--- BEGIN Article ---

Talent. How many of you out there today are looking to hire an instructional designer? How many of you have been forced err assigned to create e-learning courses, and have no experience or limited experience in doing so? How many of you who have been offered this amazing opportunity use a rapid course authoring tool? How many of you, have experience in instructional design but only from the ILT or paper-based perspective?
How many of you, are familiar with terms such as ADDIE? How many of you know why WBT was created or how it is different than CBT or why hummingbirds seem to swarm my feeder as though they are starved for juice? Ever heard of a flower?
On a recent post on LinkedIn, I talked about SMEs (Subject Matter Experts) and why they should not be the people creating your course/content. I was surprised by the number of responses and views (all of which were great, BTW). People really seemed to get it, and others, well, understandably had assumed that ID folks were at companies more so, I think, then what is reality of today.

--- END Article ---
--- BEGIN Record excerpts ---

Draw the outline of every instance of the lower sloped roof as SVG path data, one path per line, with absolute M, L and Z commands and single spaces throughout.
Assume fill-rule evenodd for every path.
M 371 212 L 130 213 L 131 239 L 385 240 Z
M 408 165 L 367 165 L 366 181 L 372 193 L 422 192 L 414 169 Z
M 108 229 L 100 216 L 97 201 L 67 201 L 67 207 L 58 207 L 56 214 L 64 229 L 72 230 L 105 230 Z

--- END Record excerpts ---

== Written exercise ==
From the instructional design article above, write out the passage that begins with the words "Talent. How many" and ends with "of a flower?".

== Finished answer ==
Talent. How many of you out there today are looking to hire an instructional designer? How many of you have been forced err assigned to create e-learning courses, and have no experience or limited experience in doing so? How many of you who have been offered this amazing opportunity use a rapid course authoring tool? How many of you, have experience in instructional design but only from the ILT or paper-based perspective?
How many of you, are familiar with terms such as ADDIE? How many of you know why WBT was created or how it is different than CBT or why hummingbirds seem to swarm my feeder as though they are starved for juice? Ever heard of a flower?